**Reading text:**
Less than a year later, the company’s planned merger with rival Time Warner Cable collapsed as it became clear the U.S. Justice Department and the Federal Communications Commission were leery of the deal. Both companies’ subpar customer service records were speculated to be a cause of the deal’s failure.

And then the 2015 American Customer Service Index (ACSI) reported Comcast’s overall customer satisfaction rating had dropped 10 percent, making it one of the nation’s worst-ranked telecommunications companies.

All signs pointed to a systematic customer experience failure. The company had seen the writing on the wall in late 2014. So it turned to its then-vice president for product design and development, Charlie Herrin, with a daunting task: Partner with leaders across all business units, including customer service, technical operations, sales, marketing, training and development, and product innovation, to reimagine the customer experience and ensure the company is delighting customers at every touch point.

“We decided that customer experience has to be one of our core operating principles,” says Mr. Herrin, who was named executive vice president of customer experience in September 2014. “Our products allow businesses to grow, they help kids get homework done, they provide families with entertainment and they allow people to find out about the world. We want to make sure that product experience is matched with good service and support.”

“If you’re going about a transformation and you’re not uncomfortable, you’re probably not doing enough or doing it right.” —Charlie Herrin, EVP, customer experience, Comcast

Listen Before You Leap

To execute a transformation of such magnitude, Mr. Herrin started from the headspace he knows best. “When I was in products, I always thought about the product in an extremely personal way,” he says. “I never thought of it as a widget I was selling. The theme for my product team was ‘We’re here to change people’s lives,’ and I truly believe that. As I went into customer experience, it was very similar. The idea that good service and support should go along with the product experience was always very natural for me.”

As he looked to solve Comcast’s customer experience problem, Mr. Herrin’s first step was to identify customers’ needs and the basic problems that had to be solved.

That meant learning everything he could by surveying and holding focus groups with more than 40,000 customers, as reported by Slate. Out of those focus groups came five primary journeys that Mr. Herrin felt needed to be addressed to move the needle on customer experience: billing, onboarding, repair, reliability, and people and culture.

“The way I view it, customer service is really what happens when the experience breaks,” Mr. Herrin told Slate. “We’re looking at the end-to-end, from reliability to the in-store experience to the out-of-box experience to the in-home technician experience across the board. Because we really feel like fixing the upstream experience—that’s my job and the customer service, yes, there are things to do to make it better, but that’s sort of what happens when you don’t do the first part right.”

Upstream changes have included hiring hundreds of technicians—with plans to hire 5,500 customer service employees over the next few years—and simplifying bills. To transform the people and the culture, Mr. Herrin took a four-pronged approach:

  1. Engage employees—especially on the front lines.

**Written instruction 1:**
Name the primary customer journeys that the Comcast passage says emerged from the focus groups.
**Written instruction 2:**
Transcribe the Comcast passage from "That meant learning" up to and including "people and culture.".

[Pointing dataset excerpts]

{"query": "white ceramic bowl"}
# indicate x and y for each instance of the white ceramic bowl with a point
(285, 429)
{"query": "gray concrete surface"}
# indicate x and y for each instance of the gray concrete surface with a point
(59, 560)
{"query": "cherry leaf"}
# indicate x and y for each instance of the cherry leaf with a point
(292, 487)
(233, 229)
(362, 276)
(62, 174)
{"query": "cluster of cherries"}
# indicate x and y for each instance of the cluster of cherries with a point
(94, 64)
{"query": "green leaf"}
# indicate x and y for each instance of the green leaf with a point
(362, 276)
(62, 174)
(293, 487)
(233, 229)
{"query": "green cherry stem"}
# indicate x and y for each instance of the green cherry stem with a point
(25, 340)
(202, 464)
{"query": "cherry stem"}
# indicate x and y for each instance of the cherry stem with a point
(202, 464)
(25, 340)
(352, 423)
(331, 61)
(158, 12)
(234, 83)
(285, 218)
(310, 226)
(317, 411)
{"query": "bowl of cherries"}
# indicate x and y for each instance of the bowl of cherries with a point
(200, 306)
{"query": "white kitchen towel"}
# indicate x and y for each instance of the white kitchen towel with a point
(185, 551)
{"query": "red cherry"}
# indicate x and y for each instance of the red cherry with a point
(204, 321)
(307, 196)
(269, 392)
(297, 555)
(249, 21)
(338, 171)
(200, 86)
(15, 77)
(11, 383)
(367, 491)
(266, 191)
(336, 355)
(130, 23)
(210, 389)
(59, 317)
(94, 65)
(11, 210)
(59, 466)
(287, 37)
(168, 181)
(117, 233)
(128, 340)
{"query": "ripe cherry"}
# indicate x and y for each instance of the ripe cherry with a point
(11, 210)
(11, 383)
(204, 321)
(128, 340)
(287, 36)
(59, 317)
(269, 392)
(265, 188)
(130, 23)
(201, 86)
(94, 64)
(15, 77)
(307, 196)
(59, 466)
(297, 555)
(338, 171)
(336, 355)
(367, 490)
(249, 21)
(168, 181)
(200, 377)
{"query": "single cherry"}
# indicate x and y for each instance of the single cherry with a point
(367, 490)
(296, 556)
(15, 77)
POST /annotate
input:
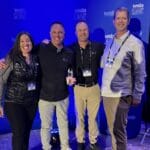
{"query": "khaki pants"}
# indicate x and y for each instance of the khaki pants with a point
(87, 98)
(46, 110)
(116, 110)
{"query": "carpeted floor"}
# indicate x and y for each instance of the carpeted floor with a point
(104, 141)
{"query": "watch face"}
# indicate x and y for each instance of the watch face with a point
(87, 73)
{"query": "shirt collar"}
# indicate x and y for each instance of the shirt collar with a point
(124, 36)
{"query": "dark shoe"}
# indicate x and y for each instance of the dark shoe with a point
(80, 146)
(94, 146)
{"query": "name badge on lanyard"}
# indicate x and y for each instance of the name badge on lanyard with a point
(31, 86)
(87, 73)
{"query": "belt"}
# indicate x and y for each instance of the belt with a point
(87, 85)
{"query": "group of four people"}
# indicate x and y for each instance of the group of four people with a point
(40, 71)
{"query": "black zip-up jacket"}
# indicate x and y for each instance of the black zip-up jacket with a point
(54, 65)
(19, 78)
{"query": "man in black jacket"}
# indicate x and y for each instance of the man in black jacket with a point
(55, 60)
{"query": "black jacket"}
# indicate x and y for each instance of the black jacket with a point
(19, 79)
(54, 65)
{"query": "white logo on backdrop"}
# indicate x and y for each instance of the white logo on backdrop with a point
(137, 9)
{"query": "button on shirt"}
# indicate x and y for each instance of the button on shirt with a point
(128, 66)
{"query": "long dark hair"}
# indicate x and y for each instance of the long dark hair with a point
(16, 47)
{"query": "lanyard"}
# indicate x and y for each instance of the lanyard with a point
(113, 59)
(89, 48)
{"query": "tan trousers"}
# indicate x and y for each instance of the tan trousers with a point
(110, 107)
(46, 110)
(87, 98)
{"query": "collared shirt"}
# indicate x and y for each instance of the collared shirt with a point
(126, 75)
(88, 58)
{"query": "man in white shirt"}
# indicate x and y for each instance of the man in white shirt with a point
(123, 77)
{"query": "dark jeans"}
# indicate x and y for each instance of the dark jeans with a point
(121, 122)
(21, 118)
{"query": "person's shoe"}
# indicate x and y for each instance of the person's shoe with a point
(94, 146)
(80, 146)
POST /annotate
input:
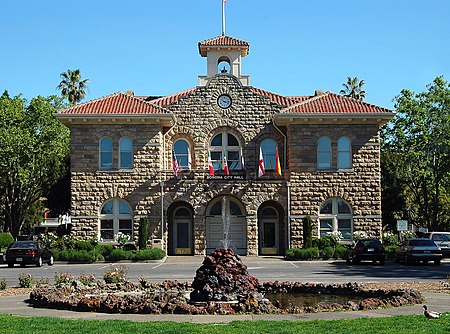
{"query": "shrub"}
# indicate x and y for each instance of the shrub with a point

**Written solution 1:**
Billing, onboarding, repair, reliability, and people and culture.

**Written solution 2:**
That meant learning everything he could by surveying and holding focus groups with more than 40,000 customers, as reported by Slate. Out of those focus groups came five primary journeys that Mr. Herrin felt needed to be addressed to move the needle on customer experience: billing, onboarding, repair, reliability, and people and culture.